*** Begin section ***

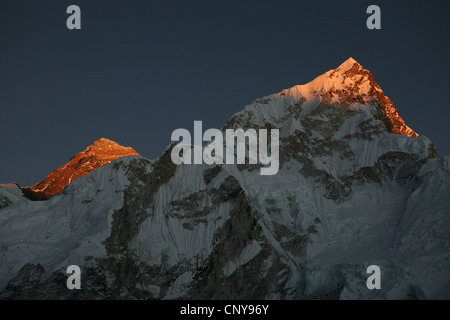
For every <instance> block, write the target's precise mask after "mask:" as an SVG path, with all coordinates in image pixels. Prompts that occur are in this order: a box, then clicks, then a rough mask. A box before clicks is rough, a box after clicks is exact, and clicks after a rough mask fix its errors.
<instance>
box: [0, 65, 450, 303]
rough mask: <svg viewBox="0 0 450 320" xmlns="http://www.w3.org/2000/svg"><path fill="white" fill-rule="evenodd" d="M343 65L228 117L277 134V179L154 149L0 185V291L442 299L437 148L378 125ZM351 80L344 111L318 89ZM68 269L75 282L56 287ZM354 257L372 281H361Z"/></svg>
mask: <svg viewBox="0 0 450 320" xmlns="http://www.w3.org/2000/svg"><path fill="white" fill-rule="evenodd" d="M353 61H354V60H353ZM353 61H352V60H348V61H347V62H346V63H344V64H343V65H341V67H339V68H338V69H337V71H338V72H337V73H336V72H333V71H330V72H328V73H326V74H325V75H322V76H321V77H318V78H316V79H315V80H313V81H312V82H311V83H310V84H308V85H305V86H297V87H294V88H291V89H288V90H284V91H283V92H282V93H279V94H275V95H271V96H267V97H264V98H262V99H258V100H256V101H255V102H254V103H253V104H252V105H250V106H247V107H246V108H245V110H243V111H242V112H239V113H237V114H236V115H235V116H233V117H232V118H231V119H230V121H229V122H228V123H227V125H226V126H225V128H236V127H243V128H248V127H249V125H251V126H252V127H254V128H261V127H264V128H278V129H280V170H279V172H278V173H277V174H276V175H273V176H261V175H260V174H259V168H252V167H251V166H249V165H221V166H215V165H206V164H199V165H188V164H182V165H179V166H176V165H174V164H173V163H172V161H171V159H170V150H171V147H169V148H168V149H167V150H166V151H165V152H164V153H163V155H161V157H159V158H158V159H156V160H154V161H150V160H148V159H146V158H143V157H140V156H129V157H124V158H120V159H118V160H115V161H113V162H111V163H110V164H108V165H105V166H103V167H101V168H99V169H97V170H95V171H93V172H92V173H90V174H88V175H85V176H83V177H81V178H79V179H76V180H74V181H72V183H71V184H70V185H68V186H67V187H66V188H65V189H64V191H63V192H62V193H61V194H60V195H57V196H54V197H52V198H51V199H50V200H47V201H29V200H27V199H26V198H24V197H22V195H21V192H20V189H19V188H18V187H17V186H15V185H0V207H1V209H0V244H1V245H0V257H1V261H2V264H1V265H0V292H1V293H0V296H1V297H3V298H12V297H16V298H17V297H19V298H20V297H26V293H24V292H25V291H27V292H29V294H30V295H31V294H33V295H34V296H32V297H35V298H36V297H37V298H60V297H63V298H80V297H82V298H112V299H116V298H128V299H136V298H137V299H141V298H142V299H145V298H151V299H172V298H203V299H240V298H247V299H248V298H258V299H300V298H315V299H408V298H419V299H425V298H426V299H430V298H431V299H436V298H437V299H439V298H446V299H449V298H450V251H449V249H448V248H450V237H449V235H450V199H449V197H448V194H450V165H449V163H450V161H449V158H438V157H437V156H436V154H435V152H434V147H433V146H432V144H431V142H430V141H429V140H428V139H427V138H426V137H424V136H417V137H408V136H405V135H397V134H392V133H391V132H390V129H389V128H388V126H387V125H386V120H385V119H384V116H383V113H381V111H380V106H379V105H378V104H377V100H374V99H373V97H371V96H369V95H368V94H369V93H371V92H372V93H373V90H372V89H373V84H371V83H368V82H367V81H365V78H364V77H365V76H362V75H359V74H355V75H352V76H349V75H348V74H347V75H346V76H345V77H344V76H343V74H344V73H345V72H347V71H349V70H353V69H352V66H354V62H353ZM361 77H362V78H361ZM330 81H331V85H330V83H329V82H330ZM356 85H358V86H359V87H357V88H356V89H354V90H353V89H352V90H353V91H354V92H357V94H358V95H359V96H362V97H363V101H362V102H361V101H360V102H352V103H350V104H349V105H348V106H346V107H345V108H344V107H342V106H341V105H339V103H342V101H343V100H342V99H343V98H342V96H339V97H338V98H335V96H334V95H333V96H332V97H330V96H328V95H327V92H329V89H330V90H331V89H333V90H348V89H349V87H352V88H355V86H356ZM369 85H372V87H366V86H369ZM375 89H376V90H378V87H376V88H375ZM375 89H374V90H375ZM327 90H328V91H327ZM333 92H336V91H333ZM381 93H382V92H381ZM334 99H337V100H334ZM225 128H224V129H225ZM405 130H406V129H405ZM38 264H39V266H38ZM72 264H76V265H79V266H80V267H81V268H82V270H83V278H82V279H83V280H82V281H83V283H82V288H83V289H82V290H80V293H73V292H70V293H68V292H67V288H65V287H64V281H62V282H61V278H62V279H64V278H66V274H65V273H64V272H65V268H67V266H69V265H72ZM369 265H378V266H379V267H380V269H381V289H380V290H369V289H368V288H367V287H366V280H367V277H368V275H367V273H366V269H367V267H368V266H369ZM61 283H62V287H61V285H60V284H61ZM25 289H26V290H25ZM76 294H78V295H76Z"/></svg>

*** End section ***

Aim of the task:
Pictures in the records above are to be left out of an otherwise exact copy.

Response:
For every <instance> block, write the target's precise mask after "mask:" as an SVG path, with all coordinates in image pixels. Prompts that occur are in this order: a box, then clicks, then a rough mask. A box before clicks is rough, a box after clicks is exact, and clicks after a rough mask fix its errors.
<instance>
box: [0, 65, 450, 303]
rough mask: <svg viewBox="0 0 450 320" xmlns="http://www.w3.org/2000/svg"><path fill="white" fill-rule="evenodd" d="M343 65L228 117L277 134V179L154 149L0 185V291L442 299L437 148L378 125ZM351 80L344 111L318 89ZM68 269L75 282L56 287ZM354 257L372 281H361Z"/></svg>
mask: <svg viewBox="0 0 450 320" xmlns="http://www.w3.org/2000/svg"><path fill="white" fill-rule="evenodd" d="M353 61H354V60H353ZM353 61H352V60H348V61H347V62H346V63H344V64H343V65H341V67H339V68H338V69H337V71H338V72H337V73H336V72H333V71H330V72H328V73H326V74H325V75H322V76H321V77H318V78H316V79H315V80H313V81H312V82H311V83H310V84H308V85H305V86H297V87H294V88H291V89H288V90H284V91H283V92H282V93H279V94H275V95H271V96H267V97H264V98H262V99H258V100H256V101H255V102H254V103H253V104H252V105H250V106H247V107H246V108H245V110H243V111H242V112H239V113H237V114H236V115H235V116H233V117H232V118H231V119H230V121H229V122H228V123H227V125H226V126H225V128H236V127H243V128H248V127H249V125H251V126H252V127H254V128H261V127H264V128H278V129H280V170H279V172H278V173H277V174H276V175H273V176H261V175H260V174H259V168H252V167H251V166H249V165H221V166H215V165H206V164H199V165H188V164H182V165H179V166H176V165H174V164H173V163H172V161H171V159H170V150H171V147H169V148H168V149H167V150H166V151H165V152H164V153H163V155H161V157H159V158H158V159H156V160H154V161H150V160H148V159H146V158H143V157H140V156H129V157H124V158H120V159H118V160H115V161H113V162H111V163H110V164H108V165H105V166H103V167H101V168H99V169H97V170H95V171H93V172H92V173H90V174H88V175H85V176H83V177H81V178H79V179H76V180H74V181H72V183H71V184H70V185H68V186H67V187H66V188H65V189H64V191H63V192H62V193H61V194H60V195H57V196H54V197H52V198H51V199H50V200H47V201H29V200H27V199H26V198H24V197H22V195H21V192H20V189H19V188H18V187H17V186H15V185H0V207H1V209H0V244H1V245H0V257H1V261H2V264H1V265H0V292H1V293H0V296H1V297H3V298H12V297H16V298H17V297H19V298H20V297H26V293H24V292H25V291H27V292H29V294H30V295H31V294H33V295H34V296H32V297H35V298H36V297H37V298H60V297H63V298H80V297H82V298H112V299H116V298H128V299H136V298H137V299H141V298H142V299H145V298H151V299H172V298H203V299H240V298H247V299H248V298H258V299H300V298H315V299H408V298H419V299H425V298H426V299H430V298H431V299H436V298H437V299H439V298H446V299H449V298H450V251H449V249H448V248H450V237H449V235H450V199H449V197H448V194H450V165H449V163H450V161H449V158H438V157H437V156H436V154H435V152H434V147H433V146H432V144H431V142H430V141H429V140H428V139H427V138H426V137H424V136H417V137H408V136H405V135H397V134H392V133H391V132H390V129H389V128H388V126H387V125H386V120H385V119H384V116H383V113H381V111H380V106H379V105H378V104H377V100H374V99H373V97H371V96H369V95H368V94H369V93H371V92H372V93H373V90H372V89H373V84H371V83H368V82H367V81H365V78H364V77H365V76H362V75H359V74H355V75H352V76H349V75H348V74H347V75H346V76H345V77H344V76H343V74H344V73H345V72H347V71H349V70H353V69H352V66H354V62H353ZM361 77H362V78H361ZM330 81H331V85H330V83H329V82H330ZM356 85H358V86H359V87H357V88H356V89H354V90H353V89H352V90H353V91H354V92H357V94H358V95H359V96H362V97H363V101H362V102H361V101H360V102H352V103H350V104H349V105H348V106H346V107H345V108H344V107H342V106H341V105H339V103H342V101H343V100H342V99H343V98H342V96H339V97H338V98H335V96H334V95H333V96H332V97H330V96H328V95H327V92H329V89H330V90H331V89H333V90H348V89H349V87H352V88H355V86H356ZM369 85H372V87H366V86H369ZM375 89H376V90H378V87H376V88H375ZM375 89H374V90H375ZM327 90H328V91H327ZM333 92H336V91H333ZM381 93H382V92H381ZM334 99H337V100H334ZM225 128H224V129H225ZM405 130H406V129H405ZM38 264H39V266H38ZM72 264H76V265H79V266H80V267H81V268H82V270H83V278H82V279H83V280H82V281H83V283H82V288H83V289H82V290H80V293H73V292H70V293H68V292H67V288H65V287H64V281H62V282H61V278H62V279H64V278H66V274H65V273H64V272H65V268H67V266H69V265H72ZM369 265H378V266H379V267H380V269H381V289H380V290H369V289H368V288H367V287H366V280H367V277H368V275H367V273H366V269H367V267H368V266H369ZM61 283H62V287H61V285H60V284H61ZM25 289H26V290H25ZM76 294H78V295H76Z"/></svg>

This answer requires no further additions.